How should the government respond?
Many Britons want to see the UK government to send a strong response to the tariffs: half (51 per cent) would support retaliatory tariffs, while only 27 per cent would oppose this.
Support for retaliation is a view that extends across all voter groups except for Reform voters, who are split down the middle.
What's more, few Britons are in the mood to see the government make concessions on policy in order to secure a trade deal with the United States.
The most unpopular concession of those polled would be to allow American companies to import chlorinated chicken into Britain: 62 per cent of Britons would oppose this, while only 16 per cent would support it.
The public would also be opposed to scrapping the digital services tax, conceding on Ukraine, or limiting social media regulation.
But while Britons want the UK to show strength in our dealings with the US, the polling suggests that many Britons think it is futile to try to predict or influence the President.
Asked how the Prime Minister should approach negotiations with the US President, 8 per cent think Starmer will get a better deal for Britain by going along with what the Trump wants, and 14 per cent think he will get the best deal by standing up to him. Meanwhile, three in five think that the Prime Minister’s actions won’t make a difference, because the US president will do whatever he wants regardless.
You can read the full research, and browse the data, here:
The view from the focus groups: did Britain ever fully recover from the pandemic?
Every now and then, during a focus group, someone says something that you just can't shake afterwards.
This time, it was a quote from Clive, a crane driver in Dudley. He remarked that we had never properly recovered from Covid. I probed him further on what he meant: the NHS, schools, debt? It was something I hadn’t expected: Clive explained that when it came to the construction sites he worked on, ‘Before Covid we all used to have lunch together, but since then we just sit in our cars and eat alone on our break.’
It turns out Clive wasn’t alone in feeling this way. Others in the group agreed:
‘It’s true, the social lives at work and the banter, they’ve all gone. Mentally it’s really affected me. Because you’re stuck in the house, and you don’t see people’.
Linzi, a bank worker who now often works from home.
‘I used to go in the pub and socialise, but after Covid I don’t, I’m less likely to talk to people now’
Gordon, painter
‘I miss the banter, you can’t have a laugh with colleagues in your breaktime now’
Nicky, admin worker
In my article in the Spectator, I dig into the prolonged social cost of Covid - asking how the lockdown, followed immediately by a cost of living crisis that has transformed socialising into a luxury, has affected Britain’s social fabric and caused us to turn inward. You can read the full article here:
We know from our polling and focus groups that taxing the rich is popular, but what do the public think of when they hear the word ‘rich’? Is it about wealth or income - and where do Britons draw the line?

Dataset entries:
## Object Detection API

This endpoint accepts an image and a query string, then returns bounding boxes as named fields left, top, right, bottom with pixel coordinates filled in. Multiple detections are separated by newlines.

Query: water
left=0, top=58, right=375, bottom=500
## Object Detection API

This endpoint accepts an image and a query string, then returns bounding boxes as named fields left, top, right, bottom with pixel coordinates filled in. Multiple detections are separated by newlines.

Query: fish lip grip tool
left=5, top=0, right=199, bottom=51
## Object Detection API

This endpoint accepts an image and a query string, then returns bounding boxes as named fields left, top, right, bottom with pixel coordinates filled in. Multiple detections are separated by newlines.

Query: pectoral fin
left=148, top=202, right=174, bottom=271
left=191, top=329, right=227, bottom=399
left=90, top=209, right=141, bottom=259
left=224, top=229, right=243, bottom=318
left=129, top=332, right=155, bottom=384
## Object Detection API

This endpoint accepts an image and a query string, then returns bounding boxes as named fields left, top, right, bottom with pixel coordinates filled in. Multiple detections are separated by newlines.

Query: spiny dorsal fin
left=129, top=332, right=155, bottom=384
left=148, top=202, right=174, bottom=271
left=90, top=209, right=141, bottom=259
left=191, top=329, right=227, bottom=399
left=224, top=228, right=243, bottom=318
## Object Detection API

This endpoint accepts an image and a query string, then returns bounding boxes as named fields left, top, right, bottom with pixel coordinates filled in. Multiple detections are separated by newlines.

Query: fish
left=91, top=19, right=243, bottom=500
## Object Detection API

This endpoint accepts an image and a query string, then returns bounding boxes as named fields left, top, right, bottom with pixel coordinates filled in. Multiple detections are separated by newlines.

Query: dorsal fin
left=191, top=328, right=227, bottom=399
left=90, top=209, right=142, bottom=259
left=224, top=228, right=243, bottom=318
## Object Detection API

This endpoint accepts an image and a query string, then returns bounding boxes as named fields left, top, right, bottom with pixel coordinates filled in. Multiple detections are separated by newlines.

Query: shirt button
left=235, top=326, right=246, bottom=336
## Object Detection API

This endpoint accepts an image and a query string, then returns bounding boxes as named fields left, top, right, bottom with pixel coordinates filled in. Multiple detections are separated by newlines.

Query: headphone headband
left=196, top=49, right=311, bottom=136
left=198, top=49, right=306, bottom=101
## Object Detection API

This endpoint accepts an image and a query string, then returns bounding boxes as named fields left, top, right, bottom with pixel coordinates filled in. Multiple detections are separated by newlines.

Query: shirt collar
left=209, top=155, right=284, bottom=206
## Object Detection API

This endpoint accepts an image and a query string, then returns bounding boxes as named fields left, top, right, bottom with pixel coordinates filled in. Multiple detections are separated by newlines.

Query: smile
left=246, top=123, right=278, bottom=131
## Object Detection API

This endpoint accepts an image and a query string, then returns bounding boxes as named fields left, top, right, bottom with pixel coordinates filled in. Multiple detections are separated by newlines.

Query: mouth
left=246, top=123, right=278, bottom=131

What the task asks: From the polling and focus group text, copy the passage from "How should the" up to and including "would support it." word for word.

Written answer:
How should the government respond?
Many Britons want to see the UK government to send a strong response to the tariffs: half (51 per cent) would support retaliatory tariffs, while only 27 per cent would oppose this.
Support for retaliation is a view that extends across all voter groups except for Reform voters, who are split down the middle.
What's more, few Britons are in the mood to see the government make concessions on policy in order to secure a trade deal with the United States.
The most unpopular concession of those polled would be to allow American companies to import chlorinated chicken into Britain: 62 per cent of Britons would oppose this, while only 16 per cent would support it.